◆ TASK GOAL
Wherever a line holds the word "weathered", copy that line from the data.

◆ TASK INPUT
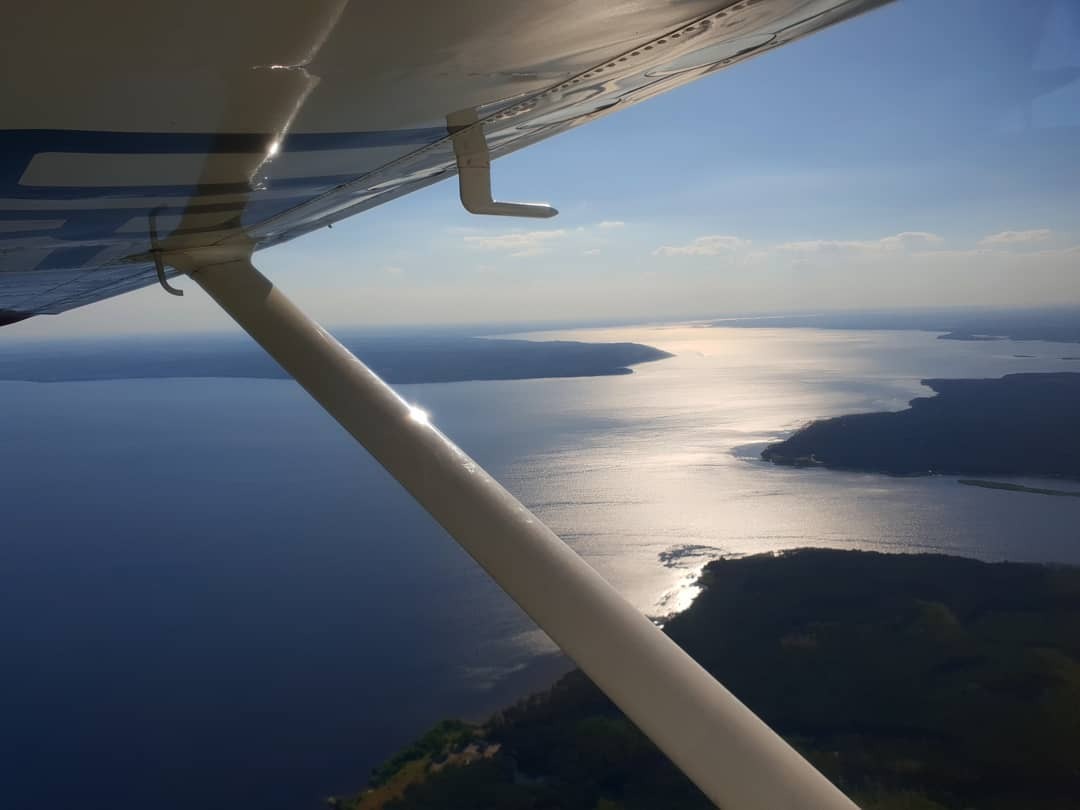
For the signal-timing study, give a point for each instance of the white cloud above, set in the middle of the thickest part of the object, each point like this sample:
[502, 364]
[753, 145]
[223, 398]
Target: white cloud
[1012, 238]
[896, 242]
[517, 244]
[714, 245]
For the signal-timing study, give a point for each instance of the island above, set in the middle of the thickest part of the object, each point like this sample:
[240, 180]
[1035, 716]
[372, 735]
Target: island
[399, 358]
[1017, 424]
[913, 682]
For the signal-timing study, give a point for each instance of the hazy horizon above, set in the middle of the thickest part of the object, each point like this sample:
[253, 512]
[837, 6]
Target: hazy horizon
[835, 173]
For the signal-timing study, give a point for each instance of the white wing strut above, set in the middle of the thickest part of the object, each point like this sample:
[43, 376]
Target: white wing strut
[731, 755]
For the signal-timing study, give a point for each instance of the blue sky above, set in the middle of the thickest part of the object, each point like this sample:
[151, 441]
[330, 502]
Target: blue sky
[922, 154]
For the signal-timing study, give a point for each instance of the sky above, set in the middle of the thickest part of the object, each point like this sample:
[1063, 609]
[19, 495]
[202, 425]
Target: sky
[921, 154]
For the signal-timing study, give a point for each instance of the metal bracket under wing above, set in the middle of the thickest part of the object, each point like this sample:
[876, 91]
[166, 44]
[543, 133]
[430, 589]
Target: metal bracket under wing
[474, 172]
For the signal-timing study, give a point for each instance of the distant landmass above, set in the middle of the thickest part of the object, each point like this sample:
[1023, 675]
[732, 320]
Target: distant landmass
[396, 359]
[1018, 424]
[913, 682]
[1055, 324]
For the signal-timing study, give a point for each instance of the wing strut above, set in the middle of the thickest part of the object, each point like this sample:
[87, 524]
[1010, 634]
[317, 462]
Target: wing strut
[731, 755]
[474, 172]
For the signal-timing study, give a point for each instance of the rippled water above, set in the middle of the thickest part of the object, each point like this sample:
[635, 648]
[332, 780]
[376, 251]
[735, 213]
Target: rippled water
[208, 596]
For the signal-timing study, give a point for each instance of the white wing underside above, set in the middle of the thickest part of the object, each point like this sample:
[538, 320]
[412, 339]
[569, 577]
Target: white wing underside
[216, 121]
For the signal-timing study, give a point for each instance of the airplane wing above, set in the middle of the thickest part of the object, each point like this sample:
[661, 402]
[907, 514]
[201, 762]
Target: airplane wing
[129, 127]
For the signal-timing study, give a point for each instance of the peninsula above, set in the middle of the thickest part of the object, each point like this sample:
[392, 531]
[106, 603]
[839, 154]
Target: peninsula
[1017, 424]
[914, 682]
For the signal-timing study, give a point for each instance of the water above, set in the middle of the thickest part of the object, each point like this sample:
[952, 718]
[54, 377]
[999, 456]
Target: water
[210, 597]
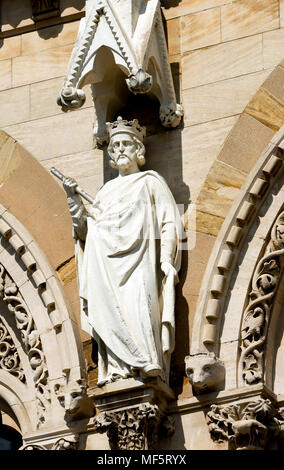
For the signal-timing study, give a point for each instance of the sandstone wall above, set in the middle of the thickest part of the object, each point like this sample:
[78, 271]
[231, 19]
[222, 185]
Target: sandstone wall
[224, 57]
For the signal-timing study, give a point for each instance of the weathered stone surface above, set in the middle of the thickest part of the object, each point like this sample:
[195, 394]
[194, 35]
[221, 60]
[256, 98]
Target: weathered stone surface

◆ OUTPUT FOR THIS EXERCISE
For the signal-timing study, give a point for each instance of the weathered stone surface above, set in the middle of the thickest part of the object, each point like this sample:
Target: weathered stone surface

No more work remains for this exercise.